::: Excerpted text

This idea of regionalism that goes back to Mumford’s pre-WWII criticism of the Beaux Arts, the International Style, and the post-WWII ‘modernist’ planning, differs fundamentally from the uses of regionalism of the past that employed the region as a defensive or offensive concept, a political or marketing construct promoting chauvinist movements, but also folklore commercialism.

This new approach to regionalism was first presented in 1981, in ‘The Grid and the Pathway,’ an essay published in Architecture in Greece, and the same year in another essay - written in collaboration with Anthony Alofsin, a student assistant of Tzonis at that time - included in Fur eine andere Architektur. The Swiss sociologist, writer and artist Lucius Burckhardt, the leading editor of the book, invited Tzonis and Lefaivre to contribute an essay which prompted a chain of studies and numerous debates and symposia – among them the International Working Seminar on Critical Regionalism organized by Marvin Malecha and Spyros Amourgis (1989) hosted by the California State Polytechnic University, Pomona - and inspired projects around the world.

::::::
::: Dataset entries

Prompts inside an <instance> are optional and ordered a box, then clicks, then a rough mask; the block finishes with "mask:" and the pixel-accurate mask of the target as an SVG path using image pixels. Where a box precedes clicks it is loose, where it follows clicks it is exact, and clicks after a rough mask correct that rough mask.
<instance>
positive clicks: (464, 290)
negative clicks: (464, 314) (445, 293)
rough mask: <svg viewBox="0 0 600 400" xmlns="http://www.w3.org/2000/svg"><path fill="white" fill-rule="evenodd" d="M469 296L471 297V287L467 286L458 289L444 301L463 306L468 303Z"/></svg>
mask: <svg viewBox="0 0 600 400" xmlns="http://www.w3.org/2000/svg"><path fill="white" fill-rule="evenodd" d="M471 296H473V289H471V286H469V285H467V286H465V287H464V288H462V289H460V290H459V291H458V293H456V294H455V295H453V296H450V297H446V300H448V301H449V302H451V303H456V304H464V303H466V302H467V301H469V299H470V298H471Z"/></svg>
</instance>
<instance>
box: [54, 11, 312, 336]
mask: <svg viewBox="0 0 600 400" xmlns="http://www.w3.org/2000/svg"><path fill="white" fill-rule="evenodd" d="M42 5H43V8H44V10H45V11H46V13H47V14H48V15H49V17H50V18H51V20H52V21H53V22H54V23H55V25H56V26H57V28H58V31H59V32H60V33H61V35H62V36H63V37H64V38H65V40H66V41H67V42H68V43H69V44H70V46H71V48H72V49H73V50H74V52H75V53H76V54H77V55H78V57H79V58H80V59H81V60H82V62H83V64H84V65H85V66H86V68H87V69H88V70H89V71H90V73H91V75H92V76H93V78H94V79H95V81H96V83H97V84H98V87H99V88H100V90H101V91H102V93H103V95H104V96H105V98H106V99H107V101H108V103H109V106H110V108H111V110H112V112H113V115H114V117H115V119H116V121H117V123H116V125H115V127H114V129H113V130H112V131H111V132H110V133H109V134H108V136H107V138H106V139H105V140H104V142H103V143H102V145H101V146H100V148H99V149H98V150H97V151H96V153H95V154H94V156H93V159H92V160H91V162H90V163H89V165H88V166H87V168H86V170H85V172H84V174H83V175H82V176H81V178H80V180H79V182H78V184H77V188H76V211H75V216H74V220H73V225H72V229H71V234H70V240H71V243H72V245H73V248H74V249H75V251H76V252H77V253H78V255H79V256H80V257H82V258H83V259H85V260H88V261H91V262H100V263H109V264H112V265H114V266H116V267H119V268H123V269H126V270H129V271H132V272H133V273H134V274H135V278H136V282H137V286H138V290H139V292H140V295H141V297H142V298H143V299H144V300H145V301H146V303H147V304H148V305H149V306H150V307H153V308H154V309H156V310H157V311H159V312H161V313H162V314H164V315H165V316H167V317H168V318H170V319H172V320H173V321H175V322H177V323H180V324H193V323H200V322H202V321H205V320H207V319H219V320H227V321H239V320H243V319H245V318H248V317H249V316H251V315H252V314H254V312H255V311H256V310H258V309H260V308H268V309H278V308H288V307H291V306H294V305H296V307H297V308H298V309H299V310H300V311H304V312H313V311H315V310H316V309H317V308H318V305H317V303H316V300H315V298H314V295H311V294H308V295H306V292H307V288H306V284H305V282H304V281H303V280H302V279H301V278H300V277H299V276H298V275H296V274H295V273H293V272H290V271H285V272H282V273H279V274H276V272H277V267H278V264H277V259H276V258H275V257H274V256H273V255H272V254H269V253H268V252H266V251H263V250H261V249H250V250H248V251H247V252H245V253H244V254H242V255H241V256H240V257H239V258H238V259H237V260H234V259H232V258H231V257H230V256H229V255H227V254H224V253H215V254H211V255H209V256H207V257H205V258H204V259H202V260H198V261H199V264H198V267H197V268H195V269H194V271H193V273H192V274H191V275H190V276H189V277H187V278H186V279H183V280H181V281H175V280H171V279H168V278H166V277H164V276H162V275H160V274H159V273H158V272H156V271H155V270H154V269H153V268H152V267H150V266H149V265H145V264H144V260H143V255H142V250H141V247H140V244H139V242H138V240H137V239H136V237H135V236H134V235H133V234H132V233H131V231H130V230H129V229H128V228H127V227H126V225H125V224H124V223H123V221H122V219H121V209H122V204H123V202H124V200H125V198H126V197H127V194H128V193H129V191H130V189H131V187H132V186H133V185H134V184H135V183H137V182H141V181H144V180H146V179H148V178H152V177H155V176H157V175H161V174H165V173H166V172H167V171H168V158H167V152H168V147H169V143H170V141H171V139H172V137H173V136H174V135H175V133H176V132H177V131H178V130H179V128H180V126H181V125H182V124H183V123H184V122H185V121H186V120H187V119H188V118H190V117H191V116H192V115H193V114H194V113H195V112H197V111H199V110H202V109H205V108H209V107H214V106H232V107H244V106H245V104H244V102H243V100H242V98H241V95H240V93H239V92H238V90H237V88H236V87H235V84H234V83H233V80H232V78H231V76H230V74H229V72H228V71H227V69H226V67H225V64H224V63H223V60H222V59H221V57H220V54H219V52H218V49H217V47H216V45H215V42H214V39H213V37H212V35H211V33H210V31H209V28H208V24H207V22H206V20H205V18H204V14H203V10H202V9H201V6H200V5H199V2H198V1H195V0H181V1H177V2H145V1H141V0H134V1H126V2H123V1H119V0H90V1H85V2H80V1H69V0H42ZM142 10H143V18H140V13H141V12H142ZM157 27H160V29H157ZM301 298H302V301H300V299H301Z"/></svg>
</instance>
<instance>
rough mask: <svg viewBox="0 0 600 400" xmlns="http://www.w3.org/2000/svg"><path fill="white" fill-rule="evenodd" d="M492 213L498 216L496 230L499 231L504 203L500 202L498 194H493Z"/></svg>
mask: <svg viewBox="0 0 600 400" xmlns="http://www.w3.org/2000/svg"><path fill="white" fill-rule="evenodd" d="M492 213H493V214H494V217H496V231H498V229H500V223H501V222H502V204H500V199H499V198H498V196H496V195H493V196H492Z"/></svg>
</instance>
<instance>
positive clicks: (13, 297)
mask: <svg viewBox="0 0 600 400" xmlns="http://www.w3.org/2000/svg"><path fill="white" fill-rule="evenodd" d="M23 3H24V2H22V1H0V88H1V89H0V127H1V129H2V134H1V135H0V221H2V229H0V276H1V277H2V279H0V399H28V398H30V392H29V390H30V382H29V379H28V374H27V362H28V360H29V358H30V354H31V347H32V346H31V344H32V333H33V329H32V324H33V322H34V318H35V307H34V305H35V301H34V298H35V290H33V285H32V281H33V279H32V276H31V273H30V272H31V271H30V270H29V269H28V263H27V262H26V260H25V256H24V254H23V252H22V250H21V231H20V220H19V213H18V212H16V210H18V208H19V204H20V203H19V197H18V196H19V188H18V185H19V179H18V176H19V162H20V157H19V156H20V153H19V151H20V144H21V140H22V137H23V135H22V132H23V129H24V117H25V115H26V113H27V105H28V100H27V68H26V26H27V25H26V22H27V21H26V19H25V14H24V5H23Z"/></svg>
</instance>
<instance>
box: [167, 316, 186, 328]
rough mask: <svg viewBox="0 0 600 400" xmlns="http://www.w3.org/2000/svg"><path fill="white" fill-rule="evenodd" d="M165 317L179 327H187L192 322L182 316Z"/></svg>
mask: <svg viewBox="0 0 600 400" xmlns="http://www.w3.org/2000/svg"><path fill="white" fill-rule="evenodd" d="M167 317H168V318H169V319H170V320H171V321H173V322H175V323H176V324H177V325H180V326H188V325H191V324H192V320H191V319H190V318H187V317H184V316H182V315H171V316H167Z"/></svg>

::::::

Your tasks:
**a.** According to the text on regionalism, which university hosted the International Working Seminar on Critical Regionalism?
**b.** From the text on regionalism, write out the passage that begins with "This new approach" and ends with "around the world.".
The material has no connection to the text on regionalism.

Responses to the exercise:
**a.** The California State Polytechnic University, Pomona.

**b.**
This new approach to regionalism was first presented in 1981, in ‘The Grid and the Pathway,’ an essay published in Architecture in Greece, and the same year in another essay - written in collaboration with Anthony Alofsin, a student assistant of Tzonis at that time - included in Fur eine andere Architektur. The Swiss sociologist, writer and artist Lucius Burckhardt, the leading editor of the book, invited Tzonis and Lefaivre to contribute an essay which prompted a chain of studies and numerous debates and symposia – among them the International Working Seminar on Critical Regionalism organized by Marvin Malecha and Spyros Amourgis (1989) hosted by the California State Polytechnic University, Pomona - and inspired projects around the world.